WHAT IS EXPECTED: Output every entry exactly as written.

DATA FOR THIS TASK:

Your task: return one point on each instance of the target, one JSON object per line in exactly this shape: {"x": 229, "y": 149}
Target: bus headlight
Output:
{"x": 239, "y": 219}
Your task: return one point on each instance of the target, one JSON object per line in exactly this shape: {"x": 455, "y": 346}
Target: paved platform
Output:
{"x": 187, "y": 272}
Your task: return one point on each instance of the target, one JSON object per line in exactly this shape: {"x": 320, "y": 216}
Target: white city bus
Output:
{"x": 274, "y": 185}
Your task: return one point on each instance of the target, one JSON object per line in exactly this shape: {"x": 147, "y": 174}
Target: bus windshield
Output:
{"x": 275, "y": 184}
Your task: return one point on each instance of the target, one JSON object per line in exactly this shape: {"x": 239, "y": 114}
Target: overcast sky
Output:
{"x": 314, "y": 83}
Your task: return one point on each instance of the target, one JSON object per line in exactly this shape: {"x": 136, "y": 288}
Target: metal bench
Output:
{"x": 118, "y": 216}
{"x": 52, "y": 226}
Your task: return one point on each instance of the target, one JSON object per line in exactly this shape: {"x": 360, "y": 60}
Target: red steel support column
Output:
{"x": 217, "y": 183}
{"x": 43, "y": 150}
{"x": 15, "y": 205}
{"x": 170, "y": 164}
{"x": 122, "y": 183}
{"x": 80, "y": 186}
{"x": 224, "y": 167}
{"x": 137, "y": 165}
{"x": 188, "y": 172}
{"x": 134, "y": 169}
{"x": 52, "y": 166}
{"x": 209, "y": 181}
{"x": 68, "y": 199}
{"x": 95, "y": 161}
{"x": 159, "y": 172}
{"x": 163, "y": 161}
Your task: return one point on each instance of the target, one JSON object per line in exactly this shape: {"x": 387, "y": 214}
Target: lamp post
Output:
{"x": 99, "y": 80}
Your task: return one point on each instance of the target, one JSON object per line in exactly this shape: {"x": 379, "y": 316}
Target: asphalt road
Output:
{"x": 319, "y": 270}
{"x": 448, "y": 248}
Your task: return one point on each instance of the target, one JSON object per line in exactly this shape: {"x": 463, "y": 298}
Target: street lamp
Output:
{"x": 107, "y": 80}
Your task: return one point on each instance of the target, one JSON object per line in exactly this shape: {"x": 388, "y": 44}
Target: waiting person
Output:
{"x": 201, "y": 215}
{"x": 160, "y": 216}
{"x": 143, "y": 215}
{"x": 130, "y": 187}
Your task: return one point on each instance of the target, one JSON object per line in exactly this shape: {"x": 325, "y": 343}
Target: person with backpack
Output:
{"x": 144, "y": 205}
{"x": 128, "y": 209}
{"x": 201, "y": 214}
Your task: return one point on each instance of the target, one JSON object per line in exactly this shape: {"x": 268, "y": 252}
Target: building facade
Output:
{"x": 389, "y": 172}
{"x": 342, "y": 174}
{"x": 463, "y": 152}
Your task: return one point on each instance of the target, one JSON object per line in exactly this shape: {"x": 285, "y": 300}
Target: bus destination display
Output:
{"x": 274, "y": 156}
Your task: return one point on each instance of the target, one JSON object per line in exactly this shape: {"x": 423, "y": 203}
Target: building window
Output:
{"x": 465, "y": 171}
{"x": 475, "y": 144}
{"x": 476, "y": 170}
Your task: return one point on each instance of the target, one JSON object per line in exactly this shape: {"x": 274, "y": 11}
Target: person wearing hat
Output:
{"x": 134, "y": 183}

RESPONSE BELOW:
Your task: return one point on each instance of the target, one JSON object per line in exactly this shape: {"x": 229, "y": 149}
Target: bus headlight
Output:
{"x": 239, "y": 219}
Your task: return one point on each instance of the target, one JSON object per line in exactly this shape: {"x": 455, "y": 346}
Target: paved platform
Output:
{"x": 187, "y": 272}
Your task: return one point on each instance of the target, one JSON object per line in exactly this shape: {"x": 320, "y": 216}
Target: white city bus
Output:
{"x": 274, "y": 185}
Your task: return one point on each instance of the target, one JSON object per line in exactly this shape: {"x": 147, "y": 174}
Target: bus windshield
Output:
{"x": 275, "y": 184}
Your task: return one point on each instance of the target, one JSON object per line in exactly this shape: {"x": 239, "y": 114}
Target: overcast sky
Output:
{"x": 314, "y": 83}
Your task: return one point on each instance of the target, one JSON object per line in exactly this shape: {"x": 136, "y": 288}
Target: metal bench
Output:
{"x": 118, "y": 216}
{"x": 52, "y": 226}
Your task: return one point on each instance of the target, one JSON object per line in exactly this shape: {"x": 360, "y": 60}
Target: red steel support column
Output:
{"x": 217, "y": 183}
{"x": 43, "y": 150}
{"x": 15, "y": 205}
{"x": 170, "y": 164}
{"x": 122, "y": 183}
{"x": 80, "y": 186}
{"x": 224, "y": 167}
{"x": 137, "y": 165}
{"x": 188, "y": 172}
{"x": 134, "y": 169}
{"x": 52, "y": 166}
{"x": 209, "y": 181}
{"x": 68, "y": 199}
{"x": 95, "y": 161}
{"x": 159, "y": 172}
{"x": 163, "y": 161}
Your task: return one point on each instance of the target, one JSON object per line in exactly this shape: {"x": 387, "y": 214}
Target: lamp post
Output:
{"x": 99, "y": 80}
Your task: return one point on each instance of the target, one JSON object per line in exactly this shape: {"x": 379, "y": 316}
Target: asphalt road
Output:
{"x": 319, "y": 270}
{"x": 448, "y": 248}
Your task: return one point on each instance of the target, one JSON object per line in exactly this shape: {"x": 463, "y": 298}
Target: street lamp
Output:
{"x": 107, "y": 80}
Your task: return one point on each instance of the target, one JSON object per line in exactly this shape: {"x": 388, "y": 44}
Target: waiting person
Output:
{"x": 201, "y": 215}
{"x": 160, "y": 216}
{"x": 143, "y": 215}
{"x": 130, "y": 187}
Your task: return one point on each instance of the target, one JSON object per line in exactly this shape: {"x": 325, "y": 343}
Target: person with backpack
Output:
{"x": 144, "y": 205}
{"x": 128, "y": 209}
{"x": 201, "y": 214}
Your task: return one point on each instance of the target, one JSON object per line in exactly this shape: {"x": 268, "y": 252}
Target: building facade
Output:
{"x": 389, "y": 172}
{"x": 342, "y": 174}
{"x": 463, "y": 152}
Your task: return one point on each instance of the target, one JSON object per line in exactly this shape: {"x": 285, "y": 300}
Target: bus destination display
Output:
{"x": 274, "y": 156}
Your task: return one point on each instance of the target, one JSON object per line in exactly this shape: {"x": 423, "y": 203}
Target: building window
Output:
{"x": 465, "y": 171}
{"x": 475, "y": 144}
{"x": 476, "y": 170}
Your task: return one point on each instance of the target, one JSON object per line in exactly this shape: {"x": 274, "y": 11}
Target: person wearing hat
Output:
{"x": 134, "y": 183}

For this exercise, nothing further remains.